Amphibole-bearing dunites in which the dunite is commonly relatively fresh first appear in Section 209-1271B-10R-1. Green amphibole with minor chlorite and traces of quartz is interstitial to olivine. A few samples include relict coarse-grained plagioclase, suggesting that the protolith of the amphibole + chlorite + quartz assemblage was gabbro. The contacts between dunite and amphibole-bearing assemblages are variable and complex. The general impression is that of intrusions of mafic material into dunite, locally disaggregating it and engulfing centimeter-sized dunite fragments, while forming apophyses and veins in other sections of the core. Alteration of the dunite to serpentine begins along irregular cracks that form a mesh network, usually with fresh olivine in the mesh centers (Fig. F26). Olivine is also replaced by amphibole, particularly in proximity to the contacts with mafic material. Amphibolitization of olivine is pseudomorphic and preserves the magnetite rims of mesh texture in olivine (Fig. F27). Orthopyroxenes with vermicular spinel are altered to talc, even in relatively fresh dunite (e.g., Sample 209-1271B-10R-1, 40–43 cm) (Fig. F28). In Section 209-1271B-13R-1 the relationship between the presence of amphibolite and the extent of olivine preservation is best developed. It appears that dunite in contact with mafic material is much less serpentinized than dunite in sections of the core that do not contain mafic material. A sharp reaction front between completely serpentinized dunite and relatively fresh dunite with amphibole veins is present in Section 209-1271B-10R-1 (Fig. F29).

Entries shown:

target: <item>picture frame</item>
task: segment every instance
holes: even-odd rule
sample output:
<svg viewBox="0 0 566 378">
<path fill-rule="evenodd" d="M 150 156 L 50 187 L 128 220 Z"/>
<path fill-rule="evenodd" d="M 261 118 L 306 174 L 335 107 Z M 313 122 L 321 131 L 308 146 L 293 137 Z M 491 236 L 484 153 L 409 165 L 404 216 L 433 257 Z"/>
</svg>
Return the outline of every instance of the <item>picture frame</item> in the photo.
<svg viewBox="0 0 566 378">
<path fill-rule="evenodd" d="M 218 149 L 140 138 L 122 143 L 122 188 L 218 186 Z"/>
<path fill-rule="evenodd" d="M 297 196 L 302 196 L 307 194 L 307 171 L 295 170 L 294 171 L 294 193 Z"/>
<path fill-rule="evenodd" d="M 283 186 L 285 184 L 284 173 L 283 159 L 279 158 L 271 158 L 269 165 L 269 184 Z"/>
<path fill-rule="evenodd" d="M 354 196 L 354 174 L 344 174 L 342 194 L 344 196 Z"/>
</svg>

---

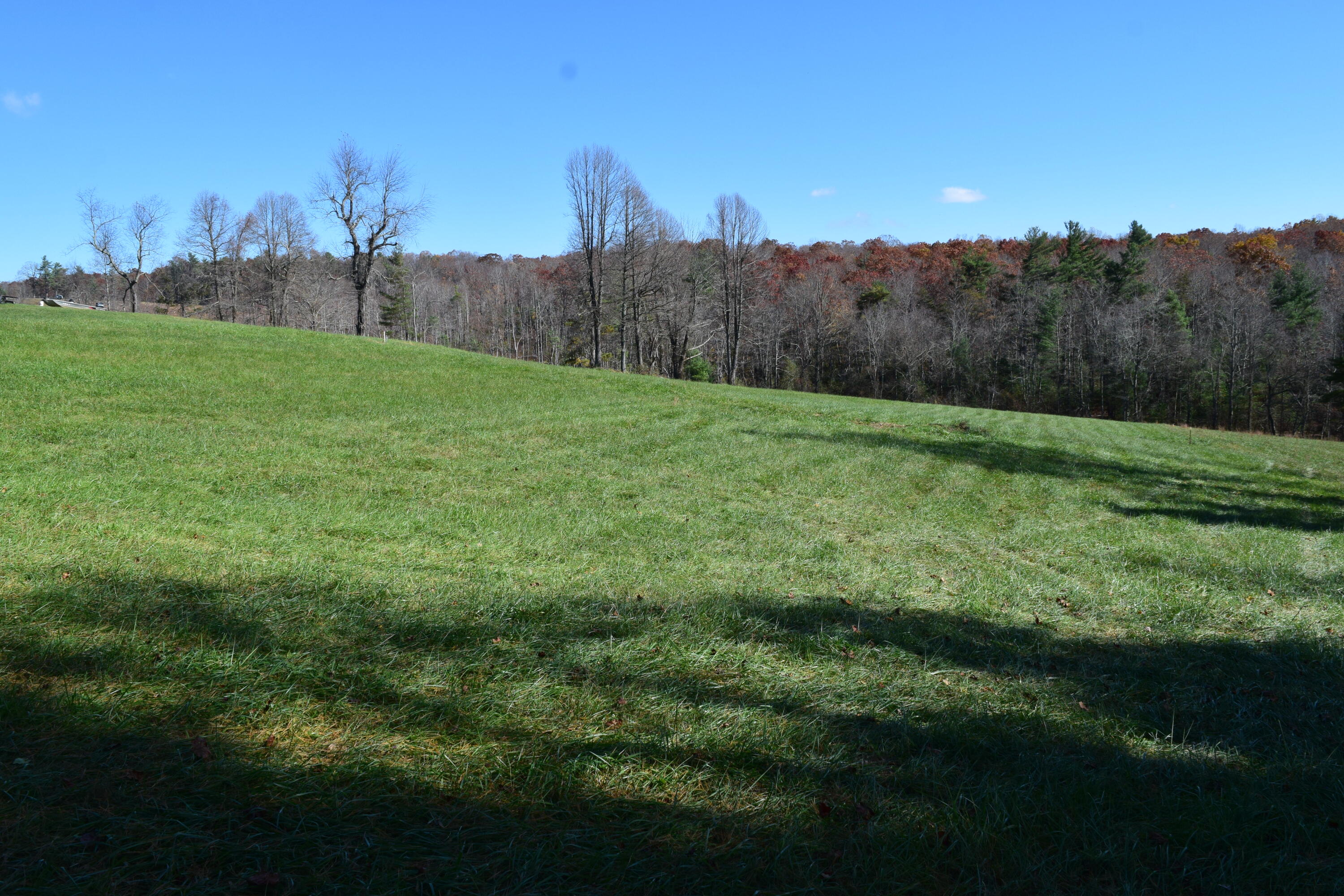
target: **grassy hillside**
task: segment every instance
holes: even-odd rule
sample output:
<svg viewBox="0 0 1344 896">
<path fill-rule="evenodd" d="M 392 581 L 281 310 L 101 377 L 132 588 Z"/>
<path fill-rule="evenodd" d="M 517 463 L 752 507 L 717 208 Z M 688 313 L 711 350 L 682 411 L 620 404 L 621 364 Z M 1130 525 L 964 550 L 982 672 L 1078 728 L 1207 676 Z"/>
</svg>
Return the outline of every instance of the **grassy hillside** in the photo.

What you will do:
1 > In the passage on amphibole-bearing dunites, what mineral are orthopyroxenes with vermicular spinel altered to?
2 > Continue the passage on amphibole-bearing dunites from its final sentence.

Answers to the problems:
1 > Talc.

2 >
Alteration in Fault Zones. Fault breccia is present in interval 209-1271B-3R-1, 48–54 cm, which is composed of completely serpentinized clasts of dunite with a small amount of talc in a carbonate/green clay matrix. However, similar to intervals 209-1270A-2R-1, 101–104 cm, and 1R-1, 7–13 cm, fault breccia is volumetrically insignificant. Green serpentine mud, presumably representing a fault zone, is present in intervals 209-1271B-19R-1, 4–10 cm, 50–57 cm, 73–83 cm, and 96–103 cm.

Metamorphic Veins

Serpentine and magnetite dominate the vein mineralogy of Hole 1271B, jointly accounting for 77% of the volume of the veins and 3.1% of the volume of the core (Fig. F30; Table T3). Other vein minerals are talc, carbonate, amphibole, quartz, and minor chlorite, epidote, iron oxide, and clay.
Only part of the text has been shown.